**REQUIREMENTS:** Lines before the one containing "Can you see the green river" are left out; copy that line and every later line through the end of the data exactly.

**MATERIAL:**
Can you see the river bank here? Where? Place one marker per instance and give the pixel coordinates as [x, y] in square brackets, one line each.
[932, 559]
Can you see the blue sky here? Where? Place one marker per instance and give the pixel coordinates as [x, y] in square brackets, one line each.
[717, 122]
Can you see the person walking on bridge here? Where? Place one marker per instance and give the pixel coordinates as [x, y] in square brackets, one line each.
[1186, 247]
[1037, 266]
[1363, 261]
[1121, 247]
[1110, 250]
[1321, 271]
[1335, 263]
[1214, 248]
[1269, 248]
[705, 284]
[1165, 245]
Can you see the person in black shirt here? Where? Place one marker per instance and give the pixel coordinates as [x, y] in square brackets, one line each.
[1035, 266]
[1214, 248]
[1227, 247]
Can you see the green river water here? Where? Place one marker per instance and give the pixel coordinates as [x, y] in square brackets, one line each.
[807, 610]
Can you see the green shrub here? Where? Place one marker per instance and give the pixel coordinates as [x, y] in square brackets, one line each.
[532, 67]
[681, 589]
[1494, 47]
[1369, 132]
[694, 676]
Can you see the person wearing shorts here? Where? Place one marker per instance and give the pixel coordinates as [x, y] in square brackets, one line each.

**SOLUTION TO THIS PROBLEM:**
Can you see the green river water here? Where? Place one marker per instance and give the pixel coordinates as [x, y] in square brackets, one line each.
[807, 610]
Can you see the green shrub here? Where? Place one marker per instance and give the pixel coordinates as [x, y] in square brackets, one line each.
[532, 67]
[681, 589]
[1494, 47]
[1369, 132]
[694, 676]
Can you see the person wearing shorts here? Where? Place one marker per instance and give the pixel coordinates as [x, y] in square brackets, one line each.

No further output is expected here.